Sous tension entre La Haye et Pékin, le fabricant de semi-conducteurs Nexperia devient l’enjeu d’un bras de fer géopolitique aux lourdes conséquences industrielles. Incontournable dans l’automobile, l’entreprise sino-néerlandaise cristallise les craintes d’une nouvelle crise d’approvisionnement en puces, à l’image de celle qui a paralysé les chaînes de production entre 2020 et 2022.

Peu connue du grand public, Nexperia est pourtant un poids lourd des semi-conducteurs dits « discrets » : diodes, transistors, régulateurs de tension… Autant de composants essentiels dans les véhicules modernes, des feux de freinage aux calculateurs moteur en passant par les systèmes d’aide à la conduite. Fondée aux Pays-Bas et ex-filiale du géant Philips, l’entreprise a été rachetée en 2018 par le groupe chinois Wingtech. Avec plus de 15.000 employés dans le monde, usines aux Pays-Bas, en Allemagne et en Chine, Nexperia fournit des milliards de composants chaque année à des industriels de premier plan. Dans l’automobile, ses clients incluent de nombreux équipementiers européens, et par ricochet, les grands constructeurs du continent. C’est ce positionnement central dans la chaîne de valeur qui fait aujourd’hui de Nexperia un point de tension majeur.

Enregistrements contenus dans un jeu de données:
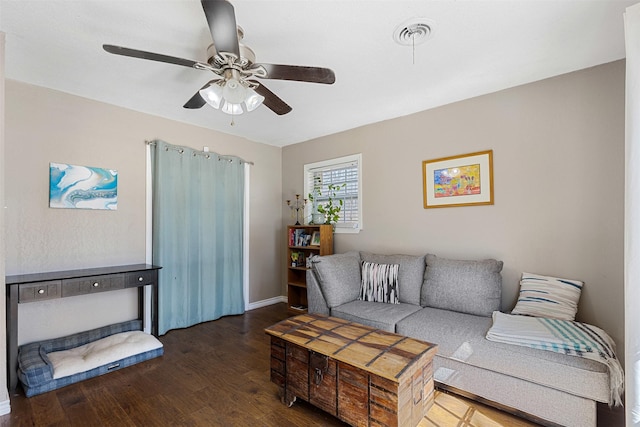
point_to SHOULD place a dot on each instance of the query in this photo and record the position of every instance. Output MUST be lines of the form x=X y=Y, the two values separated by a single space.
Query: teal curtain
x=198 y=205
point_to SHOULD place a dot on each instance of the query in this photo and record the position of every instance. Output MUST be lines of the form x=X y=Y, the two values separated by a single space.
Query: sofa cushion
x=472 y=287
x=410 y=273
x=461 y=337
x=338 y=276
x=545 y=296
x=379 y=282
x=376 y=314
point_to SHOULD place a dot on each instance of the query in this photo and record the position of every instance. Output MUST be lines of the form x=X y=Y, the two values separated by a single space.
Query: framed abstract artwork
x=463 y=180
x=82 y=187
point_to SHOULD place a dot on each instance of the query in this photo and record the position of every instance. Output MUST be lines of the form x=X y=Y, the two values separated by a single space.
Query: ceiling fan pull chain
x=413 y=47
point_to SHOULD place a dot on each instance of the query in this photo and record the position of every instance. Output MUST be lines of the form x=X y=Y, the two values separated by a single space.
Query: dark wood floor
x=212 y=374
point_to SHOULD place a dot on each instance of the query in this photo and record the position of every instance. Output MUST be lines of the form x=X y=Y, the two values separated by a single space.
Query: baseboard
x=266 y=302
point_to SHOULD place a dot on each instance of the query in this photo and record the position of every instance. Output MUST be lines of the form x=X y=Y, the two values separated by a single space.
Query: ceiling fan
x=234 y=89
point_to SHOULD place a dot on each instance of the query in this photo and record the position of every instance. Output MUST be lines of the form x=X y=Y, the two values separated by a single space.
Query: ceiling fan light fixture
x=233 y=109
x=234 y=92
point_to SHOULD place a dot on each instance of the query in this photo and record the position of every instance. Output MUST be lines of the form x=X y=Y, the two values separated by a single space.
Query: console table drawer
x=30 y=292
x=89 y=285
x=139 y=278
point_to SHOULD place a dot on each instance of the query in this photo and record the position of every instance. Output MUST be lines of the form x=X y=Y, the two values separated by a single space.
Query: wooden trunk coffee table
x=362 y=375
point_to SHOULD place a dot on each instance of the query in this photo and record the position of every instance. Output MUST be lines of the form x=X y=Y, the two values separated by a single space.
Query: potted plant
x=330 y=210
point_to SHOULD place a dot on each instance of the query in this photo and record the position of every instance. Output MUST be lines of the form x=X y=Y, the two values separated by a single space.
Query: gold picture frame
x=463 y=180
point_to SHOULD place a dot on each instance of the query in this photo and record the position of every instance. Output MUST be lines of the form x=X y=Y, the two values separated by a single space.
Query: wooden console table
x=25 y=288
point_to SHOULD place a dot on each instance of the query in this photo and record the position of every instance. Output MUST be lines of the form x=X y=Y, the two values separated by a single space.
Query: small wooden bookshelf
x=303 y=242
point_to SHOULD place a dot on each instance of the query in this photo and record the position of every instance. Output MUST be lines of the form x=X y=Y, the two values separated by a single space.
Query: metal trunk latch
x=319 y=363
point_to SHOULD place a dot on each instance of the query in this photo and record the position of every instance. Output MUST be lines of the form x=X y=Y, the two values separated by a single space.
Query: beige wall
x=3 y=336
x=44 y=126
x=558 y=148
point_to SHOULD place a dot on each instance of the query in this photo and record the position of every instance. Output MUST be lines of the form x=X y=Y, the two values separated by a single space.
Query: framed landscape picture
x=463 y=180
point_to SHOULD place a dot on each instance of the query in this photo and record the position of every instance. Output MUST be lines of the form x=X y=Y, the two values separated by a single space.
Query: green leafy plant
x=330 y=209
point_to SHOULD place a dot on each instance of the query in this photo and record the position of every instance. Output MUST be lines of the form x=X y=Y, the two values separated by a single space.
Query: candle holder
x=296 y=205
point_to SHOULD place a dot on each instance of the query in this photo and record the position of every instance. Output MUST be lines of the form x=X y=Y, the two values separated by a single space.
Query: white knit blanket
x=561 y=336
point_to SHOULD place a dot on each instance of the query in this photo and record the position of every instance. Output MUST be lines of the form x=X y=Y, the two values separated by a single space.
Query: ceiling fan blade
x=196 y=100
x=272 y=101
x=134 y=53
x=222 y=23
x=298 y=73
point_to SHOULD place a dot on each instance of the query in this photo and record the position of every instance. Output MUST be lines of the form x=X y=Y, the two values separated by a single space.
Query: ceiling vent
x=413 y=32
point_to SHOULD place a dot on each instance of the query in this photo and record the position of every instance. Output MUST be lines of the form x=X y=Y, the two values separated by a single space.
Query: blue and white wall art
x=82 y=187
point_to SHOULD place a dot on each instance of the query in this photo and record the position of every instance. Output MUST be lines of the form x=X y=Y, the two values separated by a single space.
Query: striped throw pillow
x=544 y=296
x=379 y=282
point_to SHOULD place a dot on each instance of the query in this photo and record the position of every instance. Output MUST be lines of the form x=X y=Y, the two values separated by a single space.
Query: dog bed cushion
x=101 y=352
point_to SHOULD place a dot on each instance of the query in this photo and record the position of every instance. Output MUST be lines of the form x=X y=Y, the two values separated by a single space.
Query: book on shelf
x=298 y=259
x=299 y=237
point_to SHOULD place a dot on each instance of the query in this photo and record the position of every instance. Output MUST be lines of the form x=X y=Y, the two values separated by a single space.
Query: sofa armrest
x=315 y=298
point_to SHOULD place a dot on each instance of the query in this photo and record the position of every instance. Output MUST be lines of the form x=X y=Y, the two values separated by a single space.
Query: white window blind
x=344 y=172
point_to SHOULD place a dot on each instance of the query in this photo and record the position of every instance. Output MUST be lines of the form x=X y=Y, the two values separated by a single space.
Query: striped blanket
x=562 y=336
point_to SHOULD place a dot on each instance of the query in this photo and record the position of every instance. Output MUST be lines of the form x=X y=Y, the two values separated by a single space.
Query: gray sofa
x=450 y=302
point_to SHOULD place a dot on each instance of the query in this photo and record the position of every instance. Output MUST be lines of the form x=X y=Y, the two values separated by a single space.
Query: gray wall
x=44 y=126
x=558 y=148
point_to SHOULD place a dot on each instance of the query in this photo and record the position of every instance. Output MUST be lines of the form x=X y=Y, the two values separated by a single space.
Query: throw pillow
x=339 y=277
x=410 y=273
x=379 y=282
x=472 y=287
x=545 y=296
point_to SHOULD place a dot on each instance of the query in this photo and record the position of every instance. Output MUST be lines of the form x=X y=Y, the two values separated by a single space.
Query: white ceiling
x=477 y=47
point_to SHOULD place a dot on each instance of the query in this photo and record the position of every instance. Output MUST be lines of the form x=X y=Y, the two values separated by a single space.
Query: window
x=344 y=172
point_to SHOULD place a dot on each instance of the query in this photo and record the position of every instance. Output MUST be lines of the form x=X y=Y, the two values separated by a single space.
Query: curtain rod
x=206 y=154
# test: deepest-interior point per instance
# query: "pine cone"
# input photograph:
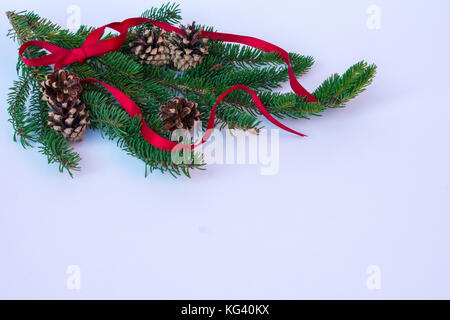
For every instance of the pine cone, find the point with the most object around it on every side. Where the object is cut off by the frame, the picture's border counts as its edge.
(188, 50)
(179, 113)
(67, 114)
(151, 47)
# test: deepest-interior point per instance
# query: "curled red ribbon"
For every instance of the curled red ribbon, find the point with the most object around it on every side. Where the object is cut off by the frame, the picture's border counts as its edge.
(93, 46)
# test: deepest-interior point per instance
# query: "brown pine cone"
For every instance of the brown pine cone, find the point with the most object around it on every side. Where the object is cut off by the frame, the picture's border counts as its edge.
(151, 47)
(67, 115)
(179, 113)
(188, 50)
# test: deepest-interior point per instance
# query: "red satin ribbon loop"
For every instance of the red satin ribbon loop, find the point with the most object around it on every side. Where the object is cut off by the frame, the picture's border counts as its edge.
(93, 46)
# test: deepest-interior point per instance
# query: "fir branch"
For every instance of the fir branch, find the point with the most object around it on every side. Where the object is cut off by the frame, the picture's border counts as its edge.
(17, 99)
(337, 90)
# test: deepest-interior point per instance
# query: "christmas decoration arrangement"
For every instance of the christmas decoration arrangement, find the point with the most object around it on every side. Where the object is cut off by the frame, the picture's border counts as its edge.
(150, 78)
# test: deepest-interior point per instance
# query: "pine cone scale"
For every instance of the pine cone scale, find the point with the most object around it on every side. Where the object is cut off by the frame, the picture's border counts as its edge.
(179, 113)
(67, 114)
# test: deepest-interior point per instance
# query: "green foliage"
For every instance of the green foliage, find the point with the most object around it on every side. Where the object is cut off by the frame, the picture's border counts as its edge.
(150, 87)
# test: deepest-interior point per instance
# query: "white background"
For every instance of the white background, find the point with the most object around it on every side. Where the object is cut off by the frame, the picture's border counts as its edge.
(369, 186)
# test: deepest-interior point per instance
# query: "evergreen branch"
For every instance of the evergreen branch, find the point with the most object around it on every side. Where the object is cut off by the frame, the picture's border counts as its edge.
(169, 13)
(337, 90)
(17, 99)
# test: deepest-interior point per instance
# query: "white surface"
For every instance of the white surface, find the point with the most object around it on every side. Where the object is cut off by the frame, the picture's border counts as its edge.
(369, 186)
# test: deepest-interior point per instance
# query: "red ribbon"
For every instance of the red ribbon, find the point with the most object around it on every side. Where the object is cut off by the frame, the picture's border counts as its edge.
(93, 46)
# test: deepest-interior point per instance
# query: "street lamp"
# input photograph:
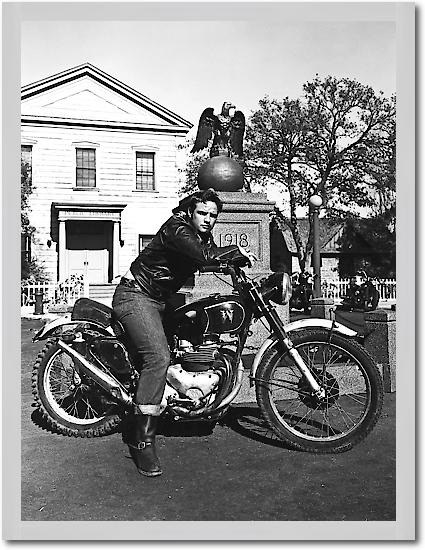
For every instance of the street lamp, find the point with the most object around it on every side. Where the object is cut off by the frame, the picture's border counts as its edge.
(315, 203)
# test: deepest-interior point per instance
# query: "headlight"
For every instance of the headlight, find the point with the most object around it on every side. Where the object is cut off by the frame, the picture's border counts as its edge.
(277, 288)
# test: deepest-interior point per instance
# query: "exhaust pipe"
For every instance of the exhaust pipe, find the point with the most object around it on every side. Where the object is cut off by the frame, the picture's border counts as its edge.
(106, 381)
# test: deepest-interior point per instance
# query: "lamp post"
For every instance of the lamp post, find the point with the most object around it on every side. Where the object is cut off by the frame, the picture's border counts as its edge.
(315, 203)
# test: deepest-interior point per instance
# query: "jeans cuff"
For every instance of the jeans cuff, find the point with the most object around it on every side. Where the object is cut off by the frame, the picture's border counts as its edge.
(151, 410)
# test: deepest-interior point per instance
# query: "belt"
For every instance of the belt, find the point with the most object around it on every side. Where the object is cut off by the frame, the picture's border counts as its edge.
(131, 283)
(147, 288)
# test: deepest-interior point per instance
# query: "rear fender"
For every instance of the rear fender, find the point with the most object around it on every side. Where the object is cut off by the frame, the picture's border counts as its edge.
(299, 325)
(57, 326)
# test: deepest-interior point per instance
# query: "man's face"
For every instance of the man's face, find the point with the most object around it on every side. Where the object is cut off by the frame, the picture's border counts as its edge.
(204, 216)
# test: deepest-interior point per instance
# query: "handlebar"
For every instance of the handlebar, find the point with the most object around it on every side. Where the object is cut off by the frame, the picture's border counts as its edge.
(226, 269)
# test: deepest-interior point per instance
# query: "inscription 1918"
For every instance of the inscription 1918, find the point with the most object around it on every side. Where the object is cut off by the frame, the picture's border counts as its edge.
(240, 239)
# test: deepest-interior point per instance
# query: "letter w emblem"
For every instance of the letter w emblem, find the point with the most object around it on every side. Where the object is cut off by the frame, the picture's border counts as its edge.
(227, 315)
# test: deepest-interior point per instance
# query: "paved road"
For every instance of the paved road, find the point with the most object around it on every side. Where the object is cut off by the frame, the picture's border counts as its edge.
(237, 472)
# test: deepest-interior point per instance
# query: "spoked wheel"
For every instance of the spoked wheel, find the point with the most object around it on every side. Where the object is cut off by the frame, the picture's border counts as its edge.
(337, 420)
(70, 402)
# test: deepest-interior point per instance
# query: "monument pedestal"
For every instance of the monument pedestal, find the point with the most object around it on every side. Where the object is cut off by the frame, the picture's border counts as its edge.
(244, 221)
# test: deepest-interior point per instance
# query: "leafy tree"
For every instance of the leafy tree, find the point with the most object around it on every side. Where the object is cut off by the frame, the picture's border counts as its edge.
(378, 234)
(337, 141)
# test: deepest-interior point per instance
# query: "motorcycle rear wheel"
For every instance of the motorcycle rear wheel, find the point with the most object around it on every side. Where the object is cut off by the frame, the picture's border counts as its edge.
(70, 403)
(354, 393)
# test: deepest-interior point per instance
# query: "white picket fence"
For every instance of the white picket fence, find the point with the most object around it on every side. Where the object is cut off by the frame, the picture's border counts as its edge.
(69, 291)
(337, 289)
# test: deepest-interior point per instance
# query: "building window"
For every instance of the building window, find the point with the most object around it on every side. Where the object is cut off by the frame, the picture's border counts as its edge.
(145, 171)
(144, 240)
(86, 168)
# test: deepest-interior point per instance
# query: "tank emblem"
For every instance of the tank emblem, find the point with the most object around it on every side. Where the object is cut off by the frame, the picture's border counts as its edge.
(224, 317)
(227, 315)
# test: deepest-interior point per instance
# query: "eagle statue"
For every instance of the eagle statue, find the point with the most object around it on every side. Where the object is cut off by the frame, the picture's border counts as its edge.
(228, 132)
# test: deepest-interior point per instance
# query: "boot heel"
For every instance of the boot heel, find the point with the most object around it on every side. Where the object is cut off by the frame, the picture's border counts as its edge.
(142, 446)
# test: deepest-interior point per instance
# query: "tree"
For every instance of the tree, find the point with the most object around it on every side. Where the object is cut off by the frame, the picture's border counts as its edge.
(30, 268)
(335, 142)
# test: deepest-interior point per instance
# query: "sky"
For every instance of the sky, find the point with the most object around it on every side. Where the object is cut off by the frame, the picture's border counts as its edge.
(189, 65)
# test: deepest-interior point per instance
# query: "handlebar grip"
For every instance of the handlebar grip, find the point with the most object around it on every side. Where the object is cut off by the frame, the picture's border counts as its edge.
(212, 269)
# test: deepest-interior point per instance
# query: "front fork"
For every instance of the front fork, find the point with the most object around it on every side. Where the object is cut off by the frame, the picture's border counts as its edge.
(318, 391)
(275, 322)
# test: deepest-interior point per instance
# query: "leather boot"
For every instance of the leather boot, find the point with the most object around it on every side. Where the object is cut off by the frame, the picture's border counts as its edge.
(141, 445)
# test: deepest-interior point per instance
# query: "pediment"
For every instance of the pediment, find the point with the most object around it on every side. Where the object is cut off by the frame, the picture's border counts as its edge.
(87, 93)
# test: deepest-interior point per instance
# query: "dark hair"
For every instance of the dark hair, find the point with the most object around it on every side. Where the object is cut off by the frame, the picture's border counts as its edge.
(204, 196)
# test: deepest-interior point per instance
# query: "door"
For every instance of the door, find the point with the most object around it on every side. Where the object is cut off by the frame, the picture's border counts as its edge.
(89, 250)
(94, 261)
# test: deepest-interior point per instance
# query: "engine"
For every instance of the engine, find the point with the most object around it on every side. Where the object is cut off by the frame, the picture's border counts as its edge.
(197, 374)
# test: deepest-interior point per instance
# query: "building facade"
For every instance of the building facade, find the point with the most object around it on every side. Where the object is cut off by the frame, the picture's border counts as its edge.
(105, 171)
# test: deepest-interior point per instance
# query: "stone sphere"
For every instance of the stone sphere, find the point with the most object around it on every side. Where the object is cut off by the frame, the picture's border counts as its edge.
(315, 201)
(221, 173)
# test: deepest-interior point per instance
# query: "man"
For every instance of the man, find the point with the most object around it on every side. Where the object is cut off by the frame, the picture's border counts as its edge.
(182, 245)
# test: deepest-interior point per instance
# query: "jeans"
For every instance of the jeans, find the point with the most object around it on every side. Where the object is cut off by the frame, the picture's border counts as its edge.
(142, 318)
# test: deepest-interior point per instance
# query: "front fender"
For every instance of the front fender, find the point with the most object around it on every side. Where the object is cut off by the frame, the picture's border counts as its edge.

CONSIGNES:
1 > Répondez à ces questions sur l'article consacré à Nexperia :
(a) Entre quelles années la précédente crise des puces a-t-elle paralysé les chaînes de production ?
(b) Quel groupe chinois a racheté Nexperia en 2018 ?
(c) Combien d'employés Nexperia compte-t-elle dans le monde ?
2 > Recopiez l'article sur Nexperia de « Peu connue du » à « de tension majeur. », en renommant « Wingtech » en « Wingtech Technology ».
3 > Prolongez l'article sur Nexperia en reprenant juste après sa dernière phrase.

RÉPONSES DANS L'ORDRE:
1 >
(a) Entre 2020 et 2022.
(b) Le groupe Wingtech.
(c) Plus de 15.000 employés.

2 >
Peu connue du grand public, Nexperia est pourtant un poids lourd des semi-conducteurs dits « discrets » : diodes, transistors, régulateurs de tension… Autant de composants essentiels dans les véhicules modernes, des feux de freinage aux calculateurs moteur en passant par les systèmes d’aide à la conduite. Fondée aux Pays-Bas et ex-filiale du géant Philips, l’entreprise a été rachetée en 2018 par le groupe chinois Wingtech Technology. Avec plus de 15.000 employés dans le monde, usines aux Pays-Bas, en Allemagne et en Chine, Nexperia fournit des milliards de composants chaque année à des industriels de premier plan. Dans l’automobile, ses clients incluent de nombreux équipementiers européens, et par ricochet, les grands constructeurs du continent. C’est ce positionnement central dans la chaîne de valeur qui fait aujourd’hui de Nexperia un point de tension majeur.

3 >
Sécurité nationale contre souveraineté industrielle
Le 10 octobre, le gouvernement néerlandais a invoqué pour la première fois une loi sur la sécurité nationale datant de la Guerre froide pour prendre le contrôle de Nexperia, au nom de la protection des intérêts stratégiques européens. En riposte, Pékin a interdit à l’entreprise d’exporter des marchandises depuis la Chine, fragilisant un pan entier de sa logistique. La réaction des industriels ne s’est pas fait attendre. L’Association des constructeurs automobiles européens (ACEA) a publié un communiqué alarmant : « Sans ces puces, les sous-traitants ne peuvent pas construire les pièces détachées qu’ils livrent aux constructeurs. Cela expose à des arrêts de production. » Les stocks actuels ne permettraient de tenir que quelques semaines.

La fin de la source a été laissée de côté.